━━━ TEXT

No longer does the hulking Italian liner Rex have to stop at Quarantine for medical inspection since the granting eight months ago of “radio pratique” to certain liners entering New York harbor (TIME. Sept. 6). It stopped there last week, however, to let two moon-faced gentlemen climb down a gangplank to a Coast Guard cutter. The cutter snaked up the river to a Fire Department pier. Here the chubby passengers, Cinema Producer Hal Roach and Dictator’s Son Vittorio Mussolini, were transferred to an earnest knot of alien squad members, policemen. State Department and Italian Embassy officials, and rushed cross town to the Ritz Tower Hotel, thus avoiding a noisy incident as the Rex warped into its regular pier. A thunderous loud speaker, operated by a microphone hidden in the pier’s men’s washroom suddenly boomed:
“Down with Mussolini! Mussolini is an admitted murderer! Deport Mussolini’s son,”
At about the same time plump Vittorio Mussolini was explaining to Manhattan reporters that he was in the U. S. to spend 20 days in Hollywood studying production methods as a prelude to his new career: the presidency of an Italian cinema corporation to be known as R.A.M. Films. He said his favorite Hollywood characters are Greta Garbo and Mickey Mouse, there was absolutely nothing political in his visit and he found American women beautiful.

━━━━━━

- [REQUIRED ACTIONS]:
A – Please translate this sentence from the article on Vittorio Mussolini's arrival into Spanish: "The cutter snaked up the river to a Fire Department pier."
B – From the article on Vittorio Mussolini's arrival, return the passage that begins at the words "At about the" and stops after the words "American women beautiful.", copied without any change.

━━━ DATA SUPPLIED

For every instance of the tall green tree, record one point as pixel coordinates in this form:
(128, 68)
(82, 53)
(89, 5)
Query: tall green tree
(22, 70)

━━━━━━

- [RESULTS FOR THE EXERCISE]:
A – El cúter serpenteó río arriba hasta un muelle del Departamento de Bomberos.

B –
At about the same time plump Vittorio Mussolini was explaining to Manhattan reporters that he was in the U. S. to spend 20 days in Hollywood studying production methods as a prelude to his new career: the presidency of an Italian cinema corporation to be known as R.A.M. Films. He said his favorite Hollywood characters are Greta Garbo and Mickey Mouse, there was absolutely nothing political in his visit and he found American women beautiful.